> TASK DETAILS: From the line that includes "Place a marker on the black" to the last line of the records, inclusive, repeat each line exactly.

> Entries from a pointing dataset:
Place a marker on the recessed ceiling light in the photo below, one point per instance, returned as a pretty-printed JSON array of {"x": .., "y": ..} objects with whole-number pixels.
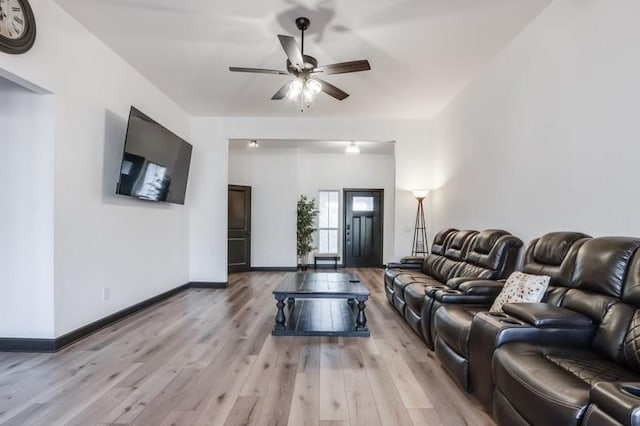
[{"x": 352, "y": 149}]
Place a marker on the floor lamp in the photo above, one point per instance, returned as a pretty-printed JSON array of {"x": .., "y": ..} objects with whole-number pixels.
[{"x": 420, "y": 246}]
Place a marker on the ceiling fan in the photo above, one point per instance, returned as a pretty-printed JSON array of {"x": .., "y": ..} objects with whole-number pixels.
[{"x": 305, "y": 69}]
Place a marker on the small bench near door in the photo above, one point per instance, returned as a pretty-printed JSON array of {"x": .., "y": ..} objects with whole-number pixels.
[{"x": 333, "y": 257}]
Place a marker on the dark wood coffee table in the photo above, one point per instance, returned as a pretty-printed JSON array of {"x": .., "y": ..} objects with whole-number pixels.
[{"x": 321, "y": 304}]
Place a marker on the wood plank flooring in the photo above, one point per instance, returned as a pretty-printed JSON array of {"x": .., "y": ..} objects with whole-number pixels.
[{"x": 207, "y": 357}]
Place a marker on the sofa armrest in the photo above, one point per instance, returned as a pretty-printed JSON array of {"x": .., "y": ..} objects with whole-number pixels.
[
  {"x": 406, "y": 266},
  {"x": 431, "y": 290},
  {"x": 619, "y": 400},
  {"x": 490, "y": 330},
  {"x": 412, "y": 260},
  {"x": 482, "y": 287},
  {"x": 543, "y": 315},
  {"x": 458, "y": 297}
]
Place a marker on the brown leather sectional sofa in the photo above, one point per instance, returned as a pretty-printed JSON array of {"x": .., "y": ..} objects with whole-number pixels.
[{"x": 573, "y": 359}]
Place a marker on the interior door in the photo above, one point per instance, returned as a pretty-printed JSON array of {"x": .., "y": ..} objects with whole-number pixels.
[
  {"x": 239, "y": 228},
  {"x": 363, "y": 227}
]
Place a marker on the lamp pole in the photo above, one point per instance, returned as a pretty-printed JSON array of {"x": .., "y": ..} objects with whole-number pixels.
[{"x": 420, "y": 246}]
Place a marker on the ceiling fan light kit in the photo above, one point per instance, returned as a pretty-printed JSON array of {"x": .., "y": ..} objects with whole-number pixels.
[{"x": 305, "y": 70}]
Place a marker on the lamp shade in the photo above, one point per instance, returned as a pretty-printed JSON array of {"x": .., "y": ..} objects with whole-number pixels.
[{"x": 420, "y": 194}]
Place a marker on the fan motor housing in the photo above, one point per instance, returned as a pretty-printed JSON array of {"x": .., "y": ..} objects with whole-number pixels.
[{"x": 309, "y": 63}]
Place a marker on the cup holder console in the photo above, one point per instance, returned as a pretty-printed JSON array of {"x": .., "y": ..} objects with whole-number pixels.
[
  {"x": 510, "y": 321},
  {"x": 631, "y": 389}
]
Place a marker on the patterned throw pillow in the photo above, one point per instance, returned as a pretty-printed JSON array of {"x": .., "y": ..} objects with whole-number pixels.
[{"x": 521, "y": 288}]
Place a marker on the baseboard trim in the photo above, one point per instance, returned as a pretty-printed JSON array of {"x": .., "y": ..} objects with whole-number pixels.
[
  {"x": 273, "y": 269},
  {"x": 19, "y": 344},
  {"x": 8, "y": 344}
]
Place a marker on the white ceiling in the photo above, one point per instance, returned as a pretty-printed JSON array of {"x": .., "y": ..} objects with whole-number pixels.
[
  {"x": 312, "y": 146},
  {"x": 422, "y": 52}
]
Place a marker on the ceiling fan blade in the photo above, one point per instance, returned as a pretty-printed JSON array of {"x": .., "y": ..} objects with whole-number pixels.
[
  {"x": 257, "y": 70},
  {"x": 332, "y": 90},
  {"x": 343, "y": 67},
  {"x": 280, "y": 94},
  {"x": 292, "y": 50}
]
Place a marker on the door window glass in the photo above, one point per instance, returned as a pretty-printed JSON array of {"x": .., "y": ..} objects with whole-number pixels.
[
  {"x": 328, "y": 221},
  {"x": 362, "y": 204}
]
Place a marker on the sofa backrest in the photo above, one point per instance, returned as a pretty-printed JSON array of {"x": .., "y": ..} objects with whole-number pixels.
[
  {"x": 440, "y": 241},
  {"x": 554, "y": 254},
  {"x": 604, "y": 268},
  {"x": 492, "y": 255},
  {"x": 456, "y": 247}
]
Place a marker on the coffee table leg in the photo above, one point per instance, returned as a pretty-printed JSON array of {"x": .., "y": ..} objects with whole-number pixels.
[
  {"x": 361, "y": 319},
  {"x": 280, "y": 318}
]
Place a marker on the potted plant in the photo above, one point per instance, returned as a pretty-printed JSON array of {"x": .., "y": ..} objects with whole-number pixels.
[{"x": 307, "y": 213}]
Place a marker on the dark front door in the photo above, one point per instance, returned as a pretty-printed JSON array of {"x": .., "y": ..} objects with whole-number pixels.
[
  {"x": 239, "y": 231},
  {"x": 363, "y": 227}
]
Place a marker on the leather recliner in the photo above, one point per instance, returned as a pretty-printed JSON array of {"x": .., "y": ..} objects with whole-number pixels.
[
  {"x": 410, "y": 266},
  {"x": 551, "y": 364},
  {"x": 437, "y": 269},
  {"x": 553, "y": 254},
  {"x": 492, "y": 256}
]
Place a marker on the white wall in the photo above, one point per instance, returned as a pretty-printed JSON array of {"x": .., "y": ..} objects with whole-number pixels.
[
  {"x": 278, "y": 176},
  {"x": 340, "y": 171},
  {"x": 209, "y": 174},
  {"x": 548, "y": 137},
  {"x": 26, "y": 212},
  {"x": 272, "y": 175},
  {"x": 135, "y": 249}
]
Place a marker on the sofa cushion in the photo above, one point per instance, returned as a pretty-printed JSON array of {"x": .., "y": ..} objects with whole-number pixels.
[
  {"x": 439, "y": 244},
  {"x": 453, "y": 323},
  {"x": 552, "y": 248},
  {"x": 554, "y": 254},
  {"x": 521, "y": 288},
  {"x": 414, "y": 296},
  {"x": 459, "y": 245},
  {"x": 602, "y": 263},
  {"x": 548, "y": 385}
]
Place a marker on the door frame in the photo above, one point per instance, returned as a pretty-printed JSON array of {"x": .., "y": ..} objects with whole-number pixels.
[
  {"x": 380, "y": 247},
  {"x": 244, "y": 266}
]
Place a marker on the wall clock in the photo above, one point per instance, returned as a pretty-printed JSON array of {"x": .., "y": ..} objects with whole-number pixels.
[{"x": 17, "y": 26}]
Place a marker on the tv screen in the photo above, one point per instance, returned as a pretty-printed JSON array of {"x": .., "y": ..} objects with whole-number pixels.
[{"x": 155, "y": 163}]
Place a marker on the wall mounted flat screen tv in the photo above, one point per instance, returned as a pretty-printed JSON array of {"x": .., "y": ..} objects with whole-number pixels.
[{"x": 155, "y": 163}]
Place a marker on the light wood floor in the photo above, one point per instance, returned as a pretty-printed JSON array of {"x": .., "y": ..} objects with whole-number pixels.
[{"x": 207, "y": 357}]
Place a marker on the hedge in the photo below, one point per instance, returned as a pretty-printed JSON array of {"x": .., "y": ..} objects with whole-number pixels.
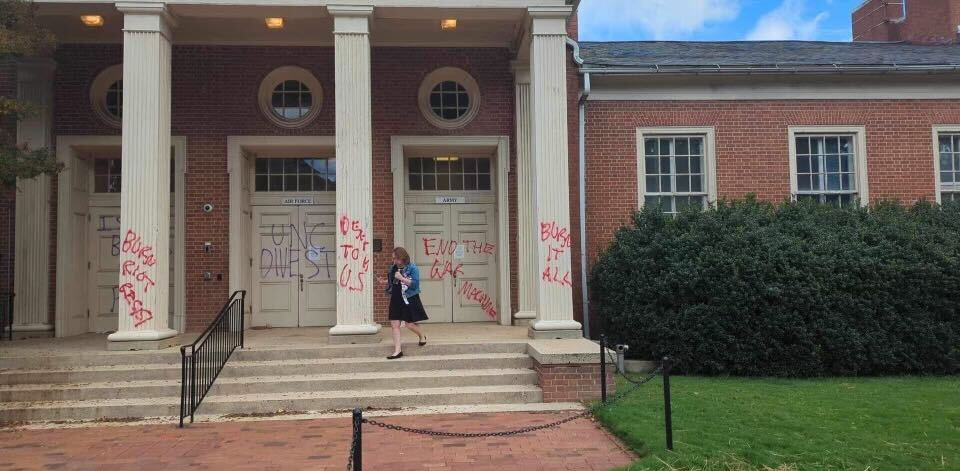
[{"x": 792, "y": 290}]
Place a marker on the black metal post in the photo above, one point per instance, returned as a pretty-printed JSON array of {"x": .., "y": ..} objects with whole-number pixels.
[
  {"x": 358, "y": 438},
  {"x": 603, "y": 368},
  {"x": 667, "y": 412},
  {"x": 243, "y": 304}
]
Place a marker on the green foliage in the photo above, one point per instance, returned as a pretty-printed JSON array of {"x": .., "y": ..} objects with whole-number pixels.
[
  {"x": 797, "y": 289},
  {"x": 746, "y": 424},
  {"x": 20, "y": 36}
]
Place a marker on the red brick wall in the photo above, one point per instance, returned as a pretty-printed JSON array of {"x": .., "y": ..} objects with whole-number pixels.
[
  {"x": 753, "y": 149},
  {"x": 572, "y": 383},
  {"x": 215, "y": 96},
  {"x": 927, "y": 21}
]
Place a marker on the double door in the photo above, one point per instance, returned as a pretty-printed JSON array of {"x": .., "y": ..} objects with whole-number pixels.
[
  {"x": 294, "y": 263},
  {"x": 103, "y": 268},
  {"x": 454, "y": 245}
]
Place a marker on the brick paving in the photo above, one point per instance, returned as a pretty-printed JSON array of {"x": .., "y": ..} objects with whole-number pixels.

> RESULT OF THIS TASK:
Place a marker on the black metal post in the photo above, one point per instance, returned as a pretty-printed JSON array of {"x": .., "y": ..} objects with whole-number pixels.
[
  {"x": 358, "y": 438},
  {"x": 603, "y": 368},
  {"x": 667, "y": 412},
  {"x": 243, "y": 304}
]
Place a marker on the green foliage in the photo above, one point per instance, returned as a pretty-printed JSON array of {"x": .., "y": ..} objects with whole-number pixels.
[
  {"x": 797, "y": 289},
  {"x": 746, "y": 424},
  {"x": 20, "y": 36}
]
Place a marker on the red brick wall in the photo above, one point per instance, returned as a pretty-printed JSON array of {"x": .., "y": ..} objects with whole-number pixels.
[
  {"x": 753, "y": 149},
  {"x": 572, "y": 383},
  {"x": 215, "y": 96},
  {"x": 927, "y": 21}
]
Place a marker on the double door in the photo above, one point per instance, returned as a pretty-printed JSON array of {"x": .., "y": ..} objects with whole-number pixels.
[
  {"x": 294, "y": 263},
  {"x": 103, "y": 268},
  {"x": 454, "y": 245}
]
Place a marker on the brick paving in the photo above, one point per instance, returned as a pretty-printed JSON array of {"x": .., "y": ..} objects with whole-number pixels.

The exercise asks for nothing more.